Your output should reproduce each entry exactly, with none of its pictures.

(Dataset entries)
--

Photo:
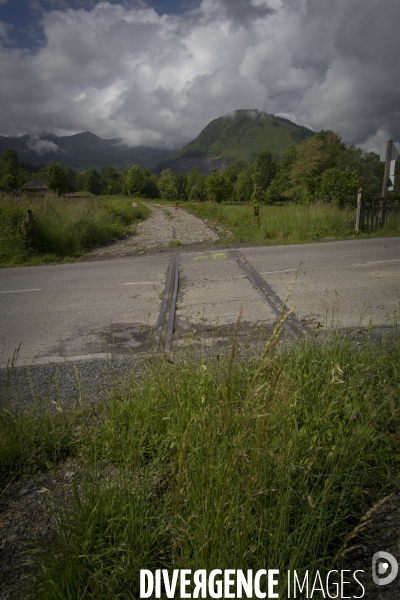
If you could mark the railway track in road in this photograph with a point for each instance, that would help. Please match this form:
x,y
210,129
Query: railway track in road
x,y
165,324
291,324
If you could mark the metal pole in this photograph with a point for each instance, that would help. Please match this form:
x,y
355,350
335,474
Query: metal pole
x,y
360,210
389,146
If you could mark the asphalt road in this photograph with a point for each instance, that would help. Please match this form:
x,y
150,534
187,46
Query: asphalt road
x,y
98,309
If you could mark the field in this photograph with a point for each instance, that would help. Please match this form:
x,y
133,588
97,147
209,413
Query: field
x,y
63,228
285,224
227,462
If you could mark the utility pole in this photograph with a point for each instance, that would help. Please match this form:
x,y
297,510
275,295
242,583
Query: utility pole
x,y
389,146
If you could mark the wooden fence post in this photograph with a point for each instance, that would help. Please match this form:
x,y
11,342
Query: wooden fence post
x,y
360,210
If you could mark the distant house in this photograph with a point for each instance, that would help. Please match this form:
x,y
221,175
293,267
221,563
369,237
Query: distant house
x,y
36,185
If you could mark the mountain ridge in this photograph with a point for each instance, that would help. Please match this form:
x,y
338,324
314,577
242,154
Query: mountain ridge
x,y
240,135
82,151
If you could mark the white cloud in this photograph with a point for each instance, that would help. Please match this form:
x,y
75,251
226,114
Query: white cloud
x,y
41,146
159,79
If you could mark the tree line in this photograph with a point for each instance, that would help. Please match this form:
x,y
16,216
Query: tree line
x,y
320,168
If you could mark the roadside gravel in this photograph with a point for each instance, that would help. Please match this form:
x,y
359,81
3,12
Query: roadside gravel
x,y
166,226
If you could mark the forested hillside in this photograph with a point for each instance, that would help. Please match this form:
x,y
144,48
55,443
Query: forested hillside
x,y
320,168
242,135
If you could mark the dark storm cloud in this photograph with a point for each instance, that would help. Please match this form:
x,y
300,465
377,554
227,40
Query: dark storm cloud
x,y
125,69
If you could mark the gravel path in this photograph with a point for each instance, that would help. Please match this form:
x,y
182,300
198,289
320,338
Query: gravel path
x,y
166,226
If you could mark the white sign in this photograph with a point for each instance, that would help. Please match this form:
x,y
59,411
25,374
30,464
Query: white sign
x,y
395,152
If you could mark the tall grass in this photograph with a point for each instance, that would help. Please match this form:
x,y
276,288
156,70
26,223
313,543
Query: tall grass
x,y
226,463
287,224
63,227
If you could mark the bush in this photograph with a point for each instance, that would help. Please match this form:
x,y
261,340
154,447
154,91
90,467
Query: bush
x,y
63,227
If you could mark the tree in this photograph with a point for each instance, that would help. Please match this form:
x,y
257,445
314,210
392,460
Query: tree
x,y
9,162
150,187
195,179
181,186
56,178
198,192
265,167
232,171
81,181
243,187
9,181
92,182
135,180
166,185
340,186
257,195
218,187
282,181
71,176
110,180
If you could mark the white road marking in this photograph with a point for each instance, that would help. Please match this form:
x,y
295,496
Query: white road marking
x,y
283,271
375,262
17,291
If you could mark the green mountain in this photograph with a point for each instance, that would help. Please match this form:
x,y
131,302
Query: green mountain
x,y
82,151
243,135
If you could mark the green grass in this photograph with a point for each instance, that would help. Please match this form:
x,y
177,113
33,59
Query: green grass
x,y
220,463
286,224
64,228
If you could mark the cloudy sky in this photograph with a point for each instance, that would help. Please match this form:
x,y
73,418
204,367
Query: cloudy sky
x,y
155,72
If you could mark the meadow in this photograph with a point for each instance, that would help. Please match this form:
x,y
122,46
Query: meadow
x,y
284,224
230,461
63,228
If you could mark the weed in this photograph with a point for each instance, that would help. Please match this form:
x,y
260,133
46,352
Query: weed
x,y
232,462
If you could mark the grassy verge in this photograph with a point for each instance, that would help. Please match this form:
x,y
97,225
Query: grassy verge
x,y
63,228
287,224
222,463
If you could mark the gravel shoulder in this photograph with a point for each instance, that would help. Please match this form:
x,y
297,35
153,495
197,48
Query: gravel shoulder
x,y
167,226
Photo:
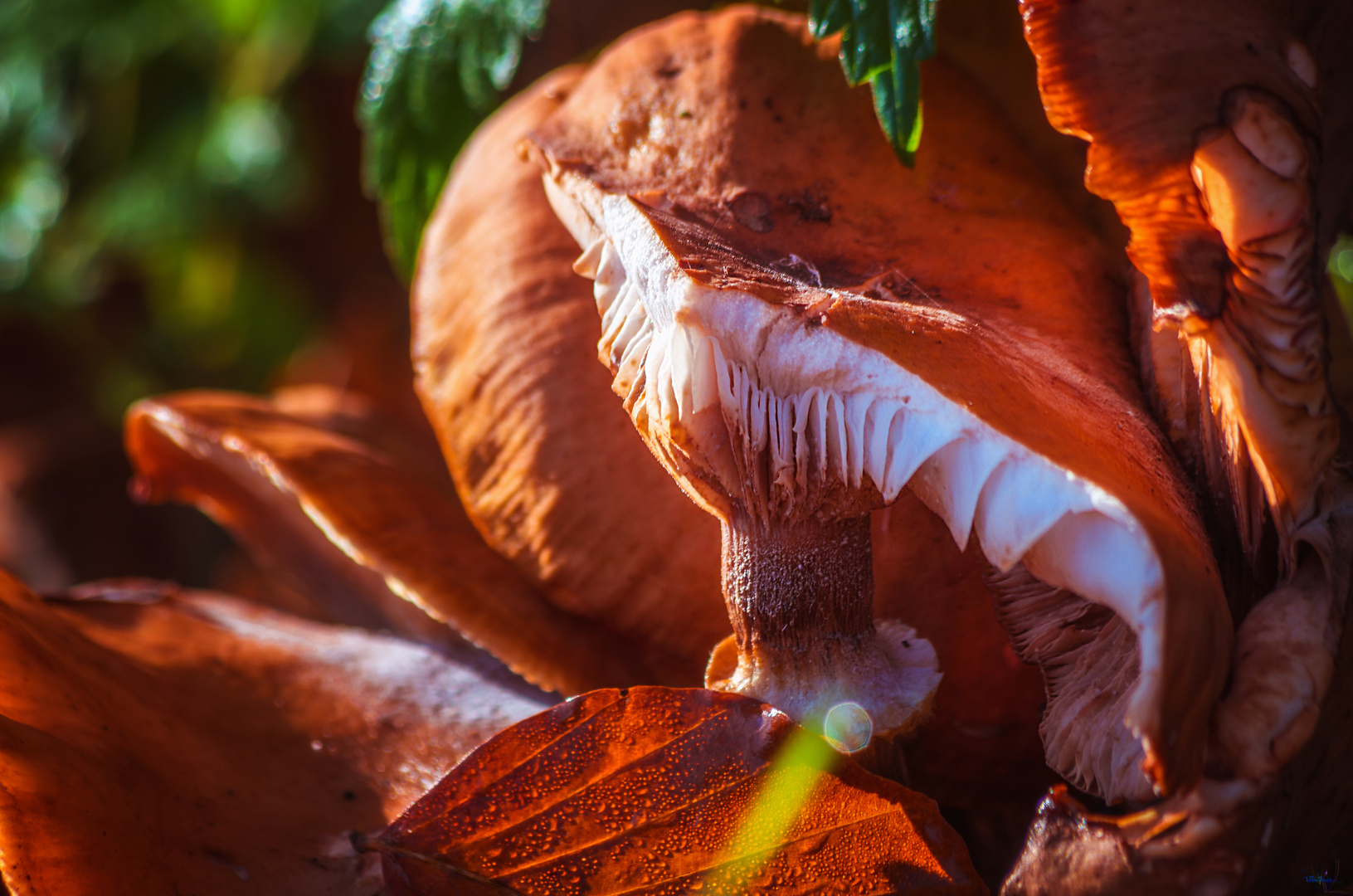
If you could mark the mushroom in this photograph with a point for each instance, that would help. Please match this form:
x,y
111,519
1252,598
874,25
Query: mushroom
x,y
553,475
799,344
1214,169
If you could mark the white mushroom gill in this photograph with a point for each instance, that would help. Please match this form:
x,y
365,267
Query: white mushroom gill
x,y
795,407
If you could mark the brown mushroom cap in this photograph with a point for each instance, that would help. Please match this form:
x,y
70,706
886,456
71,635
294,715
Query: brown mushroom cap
x,y
504,344
701,141
544,460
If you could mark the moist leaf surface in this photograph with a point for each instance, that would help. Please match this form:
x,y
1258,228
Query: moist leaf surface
x,y
154,741
667,791
373,533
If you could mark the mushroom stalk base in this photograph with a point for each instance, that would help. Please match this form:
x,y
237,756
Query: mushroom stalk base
x,y
800,596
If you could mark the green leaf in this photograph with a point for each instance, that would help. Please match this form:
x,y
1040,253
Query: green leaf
x,y
883,45
437,68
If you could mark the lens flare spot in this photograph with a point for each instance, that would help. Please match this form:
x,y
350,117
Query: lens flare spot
x,y
847,727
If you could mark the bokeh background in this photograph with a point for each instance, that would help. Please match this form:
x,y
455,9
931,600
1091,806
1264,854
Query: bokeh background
x,y
182,206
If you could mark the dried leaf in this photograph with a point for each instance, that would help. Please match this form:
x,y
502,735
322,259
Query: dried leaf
x,y
664,791
368,529
163,742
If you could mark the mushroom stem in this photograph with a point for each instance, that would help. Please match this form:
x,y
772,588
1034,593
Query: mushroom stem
x,y
791,587
800,596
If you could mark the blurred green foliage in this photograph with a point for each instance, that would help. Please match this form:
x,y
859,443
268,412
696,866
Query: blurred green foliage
x,y
143,144
883,45
1341,274
437,68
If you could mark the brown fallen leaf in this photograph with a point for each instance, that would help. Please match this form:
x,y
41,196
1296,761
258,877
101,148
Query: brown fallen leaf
x,y
669,791
370,529
156,741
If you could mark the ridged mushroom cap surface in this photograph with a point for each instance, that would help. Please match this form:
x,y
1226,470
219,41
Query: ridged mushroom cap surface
x,y
743,192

--

Solution for this task:
Photo:
If you could mark the railway track in road in this photograph with a point for each instance, that would help. Please match this form:
x,y
210,129
Query: railway track in road
x,y
165,324
291,324
If you could mark the metal pole in this photograph with a point for each instance, that would help. Please match this form:
x,y
355,350
335,474
Query: metal pole
x,y
360,210
389,146
If you could mark the asphalt road in this photograph with a point for each instance, that would help. Please match this form:
x,y
150,534
187,46
Query: asphalt road
x,y
98,309
If you could mark the field in this photograph with a point for each instance, that would help. Please match this form:
x,y
133,588
97,147
209,413
Query: field
x,y
63,228
285,224
227,462
If you could mark the utility pole in this photograph with a point for each instance, that would help. Please match this form:
x,y
297,510
275,295
242,583
Query: utility pole
x,y
389,146
If you could mark the wooden fence post in this photograph with a point for each instance, that would help. Please match this form:
x,y
11,342
Query: wooden fence post
x,y
360,210
If you could mark the distant house in this photograph with a point for each instance, that would help. Please match this form:
x,y
221,175
293,267
221,563
369,237
Query: distant house
x,y
36,185
If you could mark the mountain ridge in this photograph with a point for each instance, that would help. Please match this form:
x,y
338,324
314,577
242,154
Query: mountain ridge
x,y
240,135
82,151
If you could mark the white cloud in this photograph with a point for each instance, that would help. Please match this form:
x,y
75,251
226,114
Query: white cloud
x,y
41,146
159,79
If you could mark the tree line in this photograph with a point for each instance, that would help. Please match this form:
x,y
16,216
Query: tree line
x,y
320,168
If you could mark the roadside gravel in this photograph with a point for each instance, that would help. Please match this form:
x,y
359,81
3,12
Query: roadside gravel
x,y
166,226
If you could mark the forested hillside in this photograph with a point for each instance, that would help. Please match this form:
x,y
144,48
55,443
Query: forested hillside
x,y
320,168
242,135
If you could mark the dark storm cloud in this photograph with a point for each instance, that would help. Please match this form:
x,y
300,465
377,554
227,40
Query: dark storm cloud
x,y
125,69
If you could mark the gravel path in this photograph with a point for each instance, that would help. Please match this form:
x,y
182,300
198,289
320,338
Query: gravel path
x,y
166,226
If you could mark the white sign in this photograph with a point for each instance, that would help. Please match this form:
x,y
59,411
25,374
30,464
Query: white sign
x,y
395,152
If you could mark the tall grass in this photograph with a point for each instance, that would help. Please match this form:
x,y
276,288
156,70
26,223
313,543
Query: tall grass
x,y
226,463
287,224
63,227
If you could mark the bush in this photograph with a point for each instance, that would help. Please match this form:
x,y
261,340
154,447
154,91
90,467
Query: bush
x,y
63,227
If you could mark the tree in this photograph with a point for each instance, that would help. Please match this form:
x,y
257,445
314,210
392,460
Query: tree
x,y
9,162
150,187
195,179
181,186
56,178
198,192
265,167
232,171
81,181
243,187
9,181
92,182
135,180
166,185
340,186
257,195
218,187
282,181
71,176
110,180
If you could mark the white road marking in this photograph with a point for each instance, that would help. Please match this form:
x,y
295,496
Query: white road marking
x,y
283,271
375,262
17,291
If you could mark the green mountain in this photograph with a point for each instance, that would help. Please match this form:
x,y
131,302
Query: green mountain
x,y
82,151
243,135
If you could mark the green grass in this photograph with a point for each instance, that would help. Please match this form:
x,y
177,113
33,59
Query: green grass
x,y
220,463
286,224
64,228
If you could mark the cloudy sky in this photograph with a point for each instance, that would help. Please match this form:
x,y
73,418
204,367
Query: cloudy sky
x,y
155,72
If you could mark the meadow in this photograph with a point for each instance, that would help. Please match this form:
x,y
122,46
Query: meadow
x,y
284,224
230,461
63,228
If you could mark the weed in this photograph with a point for each instance, that would help. Please match this form:
x,y
260,133
46,352
Query: weed
x,y
232,462
If you could mark the grassy verge in this photograph with a point for each instance, that would help. Please match this form:
x,y
97,225
Query: grassy verge
x,y
63,228
287,224
222,463
If you could mark the gravel shoulder in this photograph with a point for each instance, that would help. Please match this form:
x,y
297,35
153,495
197,48
Query: gravel shoulder
x,y
167,226
Photo:
If you could mark the mushroom in this photograph with a point for each instance, that would help. Please match this form:
x,y
111,519
1252,598
874,25
Query: mushroom
x,y
553,475
799,344
1214,169
If you could mark the white mushroom gill in this photograph with a point for each instance, that would help. Please match this form:
x,y
365,267
Query: white mushroom gill
x,y
795,407
If you could mark the brown mushroom cap in this photograph with a point for each instance, that would help. Please match this form:
x,y
70,706
886,456
71,635
294,715
Query: brown mushroom cap
x,y
504,344
701,141
544,460
If you could mark the moist leaf surface in this photograph with a point for each instance, that would help. Please match this form:
x,y
1258,228
Query: moist leaf surface
x,y
154,741
667,791
373,533
If you could mark the mushroom stalk base in this photograph with a point for each instance, that would help. Please match this form:
x,y
237,756
Query: mushroom stalk base
x,y
800,596
If you could mark the green leaf in this photograph with a point for each instance, that would help. Please match this form:
x,y
1040,253
Query: green leaf
x,y
883,45
437,68
If you could mark the lens flare spot in this photograph with a point for each instance, that would help. Please match this form:
x,y
350,117
Query: lens flare spot
x,y
847,727
If you could mark the bokeh background in this photograph with a point for each instance, that would help. Please match this form:
x,y
455,9
931,600
1091,806
1264,854
Query: bokeh background
x,y
182,206
If you could mark the dried leaf in this photograph with a point for each instance, that would help. Please match this form:
x,y
502,735
322,259
Query: dried leaf
x,y
664,791
368,529
163,742
If you could mark the mushroom stem in this photograph with a point for each instance, that would help. Please match this form:
x,y
772,588
1034,593
Query: mushroom stem
x,y
791,587
800,596
If you could mark the blurred green foliage in this photograph with a point for each instance, that would help. Please match this form:
x,y
859,443
268,412
696,866
Query: blurred green foliage
x,y
143,144
883,45
1341,274
437,68
If you could mark the brown fallen leaf in this photograph with a point for each instance, that would help. Please match this form:
x,y
41,196
1296,761
258,877
101,148
Query: brown fallen leaf
x,y
669,791
370,529
156,741
If you could mark the ridged mushroom cap surface in this photograph with a point for each instance, that would help. Please match this form:
x,y
1226,470
219,41
Query: ridged mushroom cap surface
x,y
743,192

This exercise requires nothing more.